Add 17 to each number in the coordinates, then copy out every line of the material, starting with the line that contains "Reviewer note: confirm that each instance of the black stone" and going on through the line that contains "[(191, 610), (558, 633), (364, 616), (810, 638)]".

++++

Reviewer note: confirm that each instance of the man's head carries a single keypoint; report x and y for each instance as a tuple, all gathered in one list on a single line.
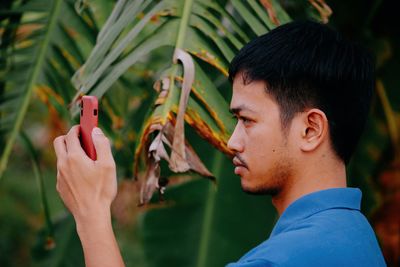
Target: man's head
[(300, 71)]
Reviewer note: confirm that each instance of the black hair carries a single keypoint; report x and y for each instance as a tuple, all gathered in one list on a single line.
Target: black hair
[(307, 64)]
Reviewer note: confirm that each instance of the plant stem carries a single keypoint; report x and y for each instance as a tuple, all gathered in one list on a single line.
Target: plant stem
[(208, 212)]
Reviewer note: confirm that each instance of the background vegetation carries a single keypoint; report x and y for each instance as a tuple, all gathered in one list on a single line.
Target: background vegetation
[(119, 52)]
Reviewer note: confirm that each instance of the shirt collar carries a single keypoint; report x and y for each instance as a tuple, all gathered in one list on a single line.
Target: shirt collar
[(344, 198)]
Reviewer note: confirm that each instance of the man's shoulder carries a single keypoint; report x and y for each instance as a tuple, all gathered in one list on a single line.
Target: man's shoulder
[(331, 238)]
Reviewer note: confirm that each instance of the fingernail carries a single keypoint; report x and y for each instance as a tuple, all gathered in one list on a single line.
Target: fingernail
[(97, 130)]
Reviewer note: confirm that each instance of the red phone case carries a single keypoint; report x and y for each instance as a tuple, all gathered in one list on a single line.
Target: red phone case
[(88, 120)]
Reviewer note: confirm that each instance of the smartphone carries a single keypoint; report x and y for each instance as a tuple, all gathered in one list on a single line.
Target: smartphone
[(88, 121)]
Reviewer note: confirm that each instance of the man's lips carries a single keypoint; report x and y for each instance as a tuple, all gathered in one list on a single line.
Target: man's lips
[(238, 162)]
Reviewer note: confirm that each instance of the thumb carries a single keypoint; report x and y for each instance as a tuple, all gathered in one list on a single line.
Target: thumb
[(102, 145)]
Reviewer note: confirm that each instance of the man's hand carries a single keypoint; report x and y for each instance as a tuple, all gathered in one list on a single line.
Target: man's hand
[(88, 188)]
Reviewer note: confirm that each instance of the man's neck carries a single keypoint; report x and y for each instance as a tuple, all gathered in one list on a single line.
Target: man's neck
[(307, 182)]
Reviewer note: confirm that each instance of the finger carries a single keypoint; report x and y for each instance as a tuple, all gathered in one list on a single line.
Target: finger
[(102, 146), (72, 142), (59, 147)]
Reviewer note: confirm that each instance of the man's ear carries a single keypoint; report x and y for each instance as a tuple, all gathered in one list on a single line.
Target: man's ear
[(314, 129)]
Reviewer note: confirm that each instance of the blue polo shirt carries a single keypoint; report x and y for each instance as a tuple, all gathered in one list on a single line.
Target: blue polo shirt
[(324, 228)]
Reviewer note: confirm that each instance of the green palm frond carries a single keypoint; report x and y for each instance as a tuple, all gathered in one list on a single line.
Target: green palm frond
[(25, 60), (211, 37)]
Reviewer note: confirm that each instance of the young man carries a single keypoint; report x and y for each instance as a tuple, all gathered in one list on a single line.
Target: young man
[(301, 95)]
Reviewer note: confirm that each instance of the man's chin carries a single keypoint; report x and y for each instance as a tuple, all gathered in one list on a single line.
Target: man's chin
[(259, 190)]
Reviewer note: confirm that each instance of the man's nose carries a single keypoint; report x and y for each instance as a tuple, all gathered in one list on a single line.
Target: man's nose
[(235, 142)]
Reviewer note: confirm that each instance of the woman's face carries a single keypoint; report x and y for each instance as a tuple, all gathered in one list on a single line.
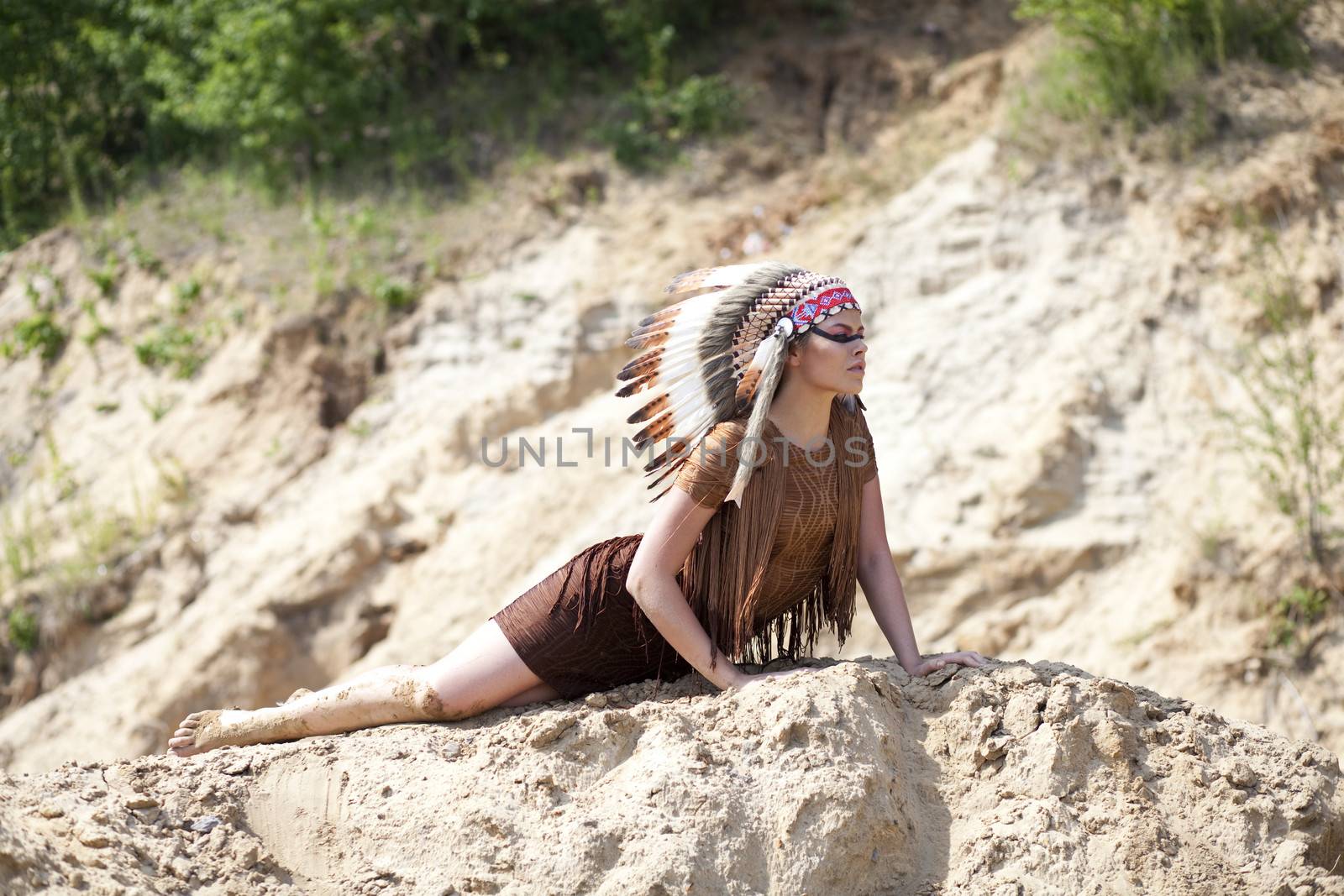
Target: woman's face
[(826, 364)]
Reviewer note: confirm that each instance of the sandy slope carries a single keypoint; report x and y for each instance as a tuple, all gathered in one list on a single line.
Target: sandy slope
[(855, 778)]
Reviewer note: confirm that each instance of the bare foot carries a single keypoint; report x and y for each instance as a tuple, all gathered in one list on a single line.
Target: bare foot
[(202, 731)]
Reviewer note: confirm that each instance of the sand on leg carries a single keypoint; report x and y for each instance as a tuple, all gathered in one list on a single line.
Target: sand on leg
[(480, 673)]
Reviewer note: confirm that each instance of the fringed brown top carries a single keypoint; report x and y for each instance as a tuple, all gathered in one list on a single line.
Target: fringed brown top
[(766, 577), (581, 631), (806, 519)]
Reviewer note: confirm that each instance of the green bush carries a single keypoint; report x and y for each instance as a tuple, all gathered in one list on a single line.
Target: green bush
[(101, 92), (172, 345), (1135, 56), (1294, 610), (394, 295), (37, 333), (24, 629)]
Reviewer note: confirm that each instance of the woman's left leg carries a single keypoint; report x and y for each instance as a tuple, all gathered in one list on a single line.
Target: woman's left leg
[(483, 672)]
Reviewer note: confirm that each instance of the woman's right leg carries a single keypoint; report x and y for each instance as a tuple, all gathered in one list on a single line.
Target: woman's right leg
[(483, 672)]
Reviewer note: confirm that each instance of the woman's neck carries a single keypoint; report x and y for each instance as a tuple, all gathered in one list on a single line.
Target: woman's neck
[(803, 416)]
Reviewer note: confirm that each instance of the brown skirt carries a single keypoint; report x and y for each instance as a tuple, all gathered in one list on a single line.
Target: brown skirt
[(580, 629)]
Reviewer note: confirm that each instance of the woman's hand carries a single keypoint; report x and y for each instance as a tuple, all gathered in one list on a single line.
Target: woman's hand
[(940, 660)]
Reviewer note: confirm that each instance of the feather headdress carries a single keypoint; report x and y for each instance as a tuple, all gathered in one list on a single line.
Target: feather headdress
[(710, 355)]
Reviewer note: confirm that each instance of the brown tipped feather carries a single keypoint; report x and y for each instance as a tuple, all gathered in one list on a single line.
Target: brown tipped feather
[(648, 340), (649, 410), (746, 389), (636, 367), (656, 430), (638, 385)]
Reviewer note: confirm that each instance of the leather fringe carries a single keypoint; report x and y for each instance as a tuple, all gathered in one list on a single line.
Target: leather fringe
[(723, 575)]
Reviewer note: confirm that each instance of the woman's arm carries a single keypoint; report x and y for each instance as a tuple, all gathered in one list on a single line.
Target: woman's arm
[(652, 582), (887, 600)]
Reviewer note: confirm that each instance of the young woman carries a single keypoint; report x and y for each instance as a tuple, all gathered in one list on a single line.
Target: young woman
[(777, 512)]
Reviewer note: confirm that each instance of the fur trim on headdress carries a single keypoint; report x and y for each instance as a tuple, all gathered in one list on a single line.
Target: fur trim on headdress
[(712, 354)]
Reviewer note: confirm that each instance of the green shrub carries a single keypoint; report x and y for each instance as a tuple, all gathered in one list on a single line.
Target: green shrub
[(394, 295), (1294, 610), (323, 87), (172, 345), (1294, 436), (1136, 56), (39, 332), (24, 629)]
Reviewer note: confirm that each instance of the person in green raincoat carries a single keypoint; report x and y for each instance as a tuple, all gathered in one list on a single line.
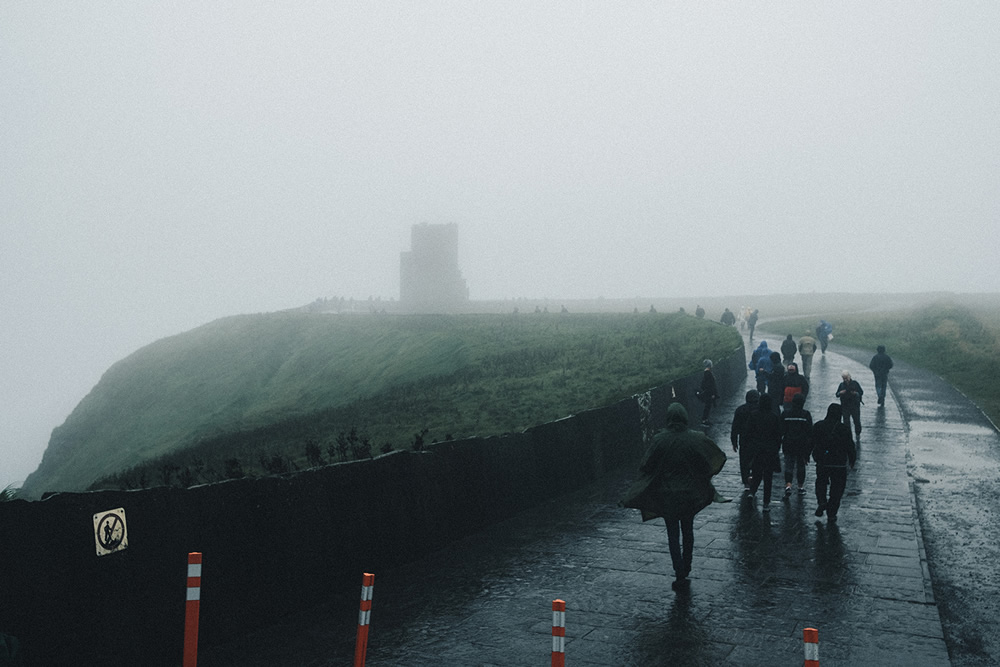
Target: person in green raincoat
[(676, 483)]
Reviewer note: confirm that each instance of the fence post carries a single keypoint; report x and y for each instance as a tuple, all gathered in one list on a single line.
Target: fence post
[(810, 638), (192, 609), (558, 633), (364, 616)]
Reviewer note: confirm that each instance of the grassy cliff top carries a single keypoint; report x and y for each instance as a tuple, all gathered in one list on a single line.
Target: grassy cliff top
[(274, 380)]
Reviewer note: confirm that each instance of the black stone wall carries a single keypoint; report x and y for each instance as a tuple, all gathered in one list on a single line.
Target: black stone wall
[(281, 543)]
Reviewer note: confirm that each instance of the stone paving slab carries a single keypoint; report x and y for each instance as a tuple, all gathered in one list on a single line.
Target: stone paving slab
[(758, 577)]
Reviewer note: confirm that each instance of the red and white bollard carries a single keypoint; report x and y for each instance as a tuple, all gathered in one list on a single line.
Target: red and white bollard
[(810, 638), (558, 633), (364, 616), (191, 610)]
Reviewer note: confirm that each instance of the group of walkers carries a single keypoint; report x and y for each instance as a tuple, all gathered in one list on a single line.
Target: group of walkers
[(773, 423)]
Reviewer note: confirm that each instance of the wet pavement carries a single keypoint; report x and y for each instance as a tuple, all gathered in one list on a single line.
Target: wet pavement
[(758, 577)]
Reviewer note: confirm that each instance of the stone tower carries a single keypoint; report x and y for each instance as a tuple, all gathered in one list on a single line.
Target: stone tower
[(429, 277)]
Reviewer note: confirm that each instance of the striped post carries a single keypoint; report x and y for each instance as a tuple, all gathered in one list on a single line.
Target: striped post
[(191, 610), (558, 633), (364, 616), (810, 638)]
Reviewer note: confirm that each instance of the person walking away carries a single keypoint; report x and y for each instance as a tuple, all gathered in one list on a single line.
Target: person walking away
[(676, 484), (850, 392), (788, 349), (796, 442), (824, 332), (708, 392), (794, 385), (776, 383), (738, 435), (807, 348), (833, 450), (880, 366), (761, 353), (764, 436)]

++++

§ **Result**:
Reviewer note: confirm that each instance of the black stone wall carries a single keypoint; report x and y for each instance as a tuple, all gathered in one list on a single line.
Target: black stone wall
[(298, 560)]
Reviewer note: confirm that each instance of the stone paving slab carries a single keypoint; report x and y for each instance as a tuple, all gathered in one list on a single line.
Target: stone paving slab
[(775, 594)]
Reviewer note: confirm that each instance of the red and white bollard carries a single keypoint; report x and y for each instance as a tuple, all gathered in one list on a single line.
Target: red and white bollard
[(827, 655), (575, 650), (381, 633), (208, 627)]
Reviewer note: confirm that each instance of the group of walkers carries a single keypoint; report x and y for each instance as a tuple, all gathered in one list on a single line.
Target: group of walkers
[(790, 440)]
Reviewer note: confirm that each instance of the wet pavement carries a single keypoint; report x and y for each instance as a tuple, all gathered in one list on a single line.
Target: wet pavement
[(775, 594)]
Reviewer note: confirm that each instance of the stone tower carries a single keypoint; report x and y for each instance as a tuple, all gathered in one list on a single line.
Target: stone tower
[(446, 294)]
Reviewer note: confirm that each instance of the striped post carries a single keypoint; report x and y for each instance as a tuple, all gathered in one list on a single line.
Target: striped post
[(208, 627), (575, 650), (381, 633), (827, 655)]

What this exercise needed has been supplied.